WHAT IS ASKED
1. According to the album review, what is the title of this year's Slaughter Beach, Dog album?
2. Copy out the lines of the listing, from its first line through the line that holds "point(250, 166)", with both ends included.

DOCUMENT
Slaughter Beach, Dog Tries To Bore Everyone To Death on New Album

With lead singer Jake Ewald’s quiet vocals, the incandescent slide guitar, and lyrics that tell familiar stories with predictable endings, Slaughter Beach, Dog has always been a band that sounds like home to me. Debut Welcome was a weird, whimsical, and welcome (ha) surprise. Listening to sophomoric Birdie felt like a holyshitwhatthefuckisthis moment with tracks that are the sonic equivalent of settling into bed with a warm blanket. 

Who WOULDN’T want this played at their wedding while they walk down the aisle? Some truly transcendent shit.

Then, there was a pause. Some touring. A very weird Audiotree live session. The opening of The Metal Shop. Finally, a follow-up: This year’s Safe And Also No Fear. A downtrodden, disappointing, and dreary addition to the otherwise kaleidoscopic SBD discography, this album feels like a home you return to after a long time away. Everything is smaller, the details that used to be charming are now nauseating, and you can’t help but feel betrayed by how nostalgia has failed you.

Let’s this out of the way now: The record doesn’t sound like Modern Baseball. In fact, most of the Slaughter Beach, Dog discography doesn’t sound like Modern Baseball. At this point, the two projects are so materially different and the time away from Mobo has stretched so long that harping on the differences in attitude, subject-matter, and performance is unnecessary. They’re legitimately different bands. The only important factor to take from Ewald and Farmer’s relationship to Modern Baseball is fairly obvious: They commandeered much of the Mobo fanbase. It’s important to mention because, as Slaughter Beach, Dog continues to change, the Mobo sound will always stay the same. Anyway, TLDR: If you came here for a long article harping on how it just isn’t Modern Baseball, you’ve come to the wrong place, but I’m sure you can readily find a substitute elsewhere.

STORED RECORDS
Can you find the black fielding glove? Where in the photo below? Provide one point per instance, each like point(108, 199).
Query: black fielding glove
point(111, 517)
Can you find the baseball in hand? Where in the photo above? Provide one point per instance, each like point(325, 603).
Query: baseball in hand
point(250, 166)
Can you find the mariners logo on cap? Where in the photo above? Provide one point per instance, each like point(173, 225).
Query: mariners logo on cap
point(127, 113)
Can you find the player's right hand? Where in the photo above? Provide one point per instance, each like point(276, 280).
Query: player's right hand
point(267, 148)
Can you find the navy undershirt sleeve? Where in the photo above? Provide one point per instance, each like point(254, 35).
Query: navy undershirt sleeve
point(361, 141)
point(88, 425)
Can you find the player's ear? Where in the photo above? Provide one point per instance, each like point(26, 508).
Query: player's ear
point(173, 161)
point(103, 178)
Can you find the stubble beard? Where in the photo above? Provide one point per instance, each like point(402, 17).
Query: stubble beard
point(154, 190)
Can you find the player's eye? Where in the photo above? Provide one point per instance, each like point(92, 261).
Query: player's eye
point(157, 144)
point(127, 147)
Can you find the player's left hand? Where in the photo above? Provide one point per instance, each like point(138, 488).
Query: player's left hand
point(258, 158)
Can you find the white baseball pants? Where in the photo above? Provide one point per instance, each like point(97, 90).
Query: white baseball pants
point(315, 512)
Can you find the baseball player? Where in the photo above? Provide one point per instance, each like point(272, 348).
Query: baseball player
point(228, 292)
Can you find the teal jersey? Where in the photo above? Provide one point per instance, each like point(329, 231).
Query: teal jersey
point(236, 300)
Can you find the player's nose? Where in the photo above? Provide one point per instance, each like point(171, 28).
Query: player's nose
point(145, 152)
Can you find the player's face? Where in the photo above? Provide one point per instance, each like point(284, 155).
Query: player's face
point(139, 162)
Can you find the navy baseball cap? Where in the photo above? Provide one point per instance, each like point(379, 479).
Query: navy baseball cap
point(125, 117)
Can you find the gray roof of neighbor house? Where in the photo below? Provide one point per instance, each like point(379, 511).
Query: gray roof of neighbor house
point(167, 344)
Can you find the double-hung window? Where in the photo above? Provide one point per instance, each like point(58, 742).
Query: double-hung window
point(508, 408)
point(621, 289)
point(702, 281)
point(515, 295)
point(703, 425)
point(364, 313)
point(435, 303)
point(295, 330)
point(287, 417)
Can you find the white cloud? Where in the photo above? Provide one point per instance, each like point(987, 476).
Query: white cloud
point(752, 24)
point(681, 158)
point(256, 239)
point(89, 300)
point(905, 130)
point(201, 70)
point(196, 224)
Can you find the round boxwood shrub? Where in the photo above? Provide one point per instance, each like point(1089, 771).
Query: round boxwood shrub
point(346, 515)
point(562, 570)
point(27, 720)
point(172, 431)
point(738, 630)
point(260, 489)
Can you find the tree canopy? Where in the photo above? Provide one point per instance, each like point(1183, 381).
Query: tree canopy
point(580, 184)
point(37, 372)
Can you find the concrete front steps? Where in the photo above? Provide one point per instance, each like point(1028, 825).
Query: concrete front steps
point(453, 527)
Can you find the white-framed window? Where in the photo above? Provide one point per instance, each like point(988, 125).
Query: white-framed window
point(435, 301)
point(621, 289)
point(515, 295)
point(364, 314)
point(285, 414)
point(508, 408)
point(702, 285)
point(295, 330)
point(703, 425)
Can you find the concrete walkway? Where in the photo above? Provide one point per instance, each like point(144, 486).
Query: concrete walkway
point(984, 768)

SET OF ANSWERS
1. Safe And Also No Fear

2.
Can you find the black fielding glove? Where in the photo below? Provide one point per instance, each like point(108, 199).
Query: black fielding glove
point(111, 517)
Can you find the baseball in hand? Where in the photo above? Provide one point per instance, each like point(325, 603).
Query: baseball in hand
point(250, 166)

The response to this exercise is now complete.